EXTRACTED ENTRIES:
"""
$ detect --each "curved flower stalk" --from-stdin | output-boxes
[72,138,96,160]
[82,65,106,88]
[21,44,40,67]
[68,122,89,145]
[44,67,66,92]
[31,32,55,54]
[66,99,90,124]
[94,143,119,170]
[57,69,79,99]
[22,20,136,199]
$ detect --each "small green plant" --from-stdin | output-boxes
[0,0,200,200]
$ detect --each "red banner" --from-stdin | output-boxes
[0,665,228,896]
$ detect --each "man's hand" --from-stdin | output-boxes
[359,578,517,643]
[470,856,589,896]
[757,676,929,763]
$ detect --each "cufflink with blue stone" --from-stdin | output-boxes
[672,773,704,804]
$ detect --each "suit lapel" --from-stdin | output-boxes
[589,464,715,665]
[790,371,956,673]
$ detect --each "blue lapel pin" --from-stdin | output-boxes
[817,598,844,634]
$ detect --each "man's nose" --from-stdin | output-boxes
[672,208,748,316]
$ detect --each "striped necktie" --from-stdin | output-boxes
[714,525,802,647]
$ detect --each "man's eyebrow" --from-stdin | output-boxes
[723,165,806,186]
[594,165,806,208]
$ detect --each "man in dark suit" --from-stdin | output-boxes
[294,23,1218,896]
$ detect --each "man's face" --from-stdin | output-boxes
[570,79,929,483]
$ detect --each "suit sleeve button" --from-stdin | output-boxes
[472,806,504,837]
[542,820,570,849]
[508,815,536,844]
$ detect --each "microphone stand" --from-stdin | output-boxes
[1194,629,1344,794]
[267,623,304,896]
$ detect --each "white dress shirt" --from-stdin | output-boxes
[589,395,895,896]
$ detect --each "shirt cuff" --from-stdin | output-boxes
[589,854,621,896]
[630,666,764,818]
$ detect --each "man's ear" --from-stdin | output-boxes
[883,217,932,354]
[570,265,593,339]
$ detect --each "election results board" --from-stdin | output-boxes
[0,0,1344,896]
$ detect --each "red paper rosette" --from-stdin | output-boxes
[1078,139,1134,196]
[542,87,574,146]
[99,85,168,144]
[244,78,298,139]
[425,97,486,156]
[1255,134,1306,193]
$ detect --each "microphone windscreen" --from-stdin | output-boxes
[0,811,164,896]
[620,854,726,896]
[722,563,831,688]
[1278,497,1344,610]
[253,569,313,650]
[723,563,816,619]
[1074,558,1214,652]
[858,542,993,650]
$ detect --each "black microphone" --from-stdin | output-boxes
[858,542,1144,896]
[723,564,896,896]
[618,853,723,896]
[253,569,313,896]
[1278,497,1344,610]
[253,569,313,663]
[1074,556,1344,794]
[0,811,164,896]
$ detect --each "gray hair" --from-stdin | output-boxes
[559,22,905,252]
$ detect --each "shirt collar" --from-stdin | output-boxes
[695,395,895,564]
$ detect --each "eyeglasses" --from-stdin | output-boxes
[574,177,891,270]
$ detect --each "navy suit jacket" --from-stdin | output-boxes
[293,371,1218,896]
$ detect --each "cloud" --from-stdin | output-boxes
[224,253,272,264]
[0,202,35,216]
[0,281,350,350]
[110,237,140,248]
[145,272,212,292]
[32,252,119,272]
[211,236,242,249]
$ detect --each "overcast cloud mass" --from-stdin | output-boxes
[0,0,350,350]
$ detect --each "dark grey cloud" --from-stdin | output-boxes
"""
WORK REQUIRED: Reproduce the lines above word for word, starting with the first line and ending with the line containing "[757,676,929,763]", that line included.

ANSWER TO THE PROBLEM:
$ detect --each "curved flower stalk" --from-stdin | output-boxes
[72,138,96,160]
[82,65,106,88]
[21,44,40,67]
[68,122,89,145]
[44,67,66,92]
[31,32,55,54]
[66,99,90,124]
[94,143,119,170]
[57,69,79,99]
[22,20,136,199]
$ detect --each "small green plant" --from-stdin | output-boxes
[0,0,200,200]
$ detect --each "red banner" --from-stdin | output-boxes
[0,665,228,896]
$ detect --each "man's hand" --from-stdin | output-boxes
[359,578,517,643]
[470,856,589,896]
[757,676,929,763]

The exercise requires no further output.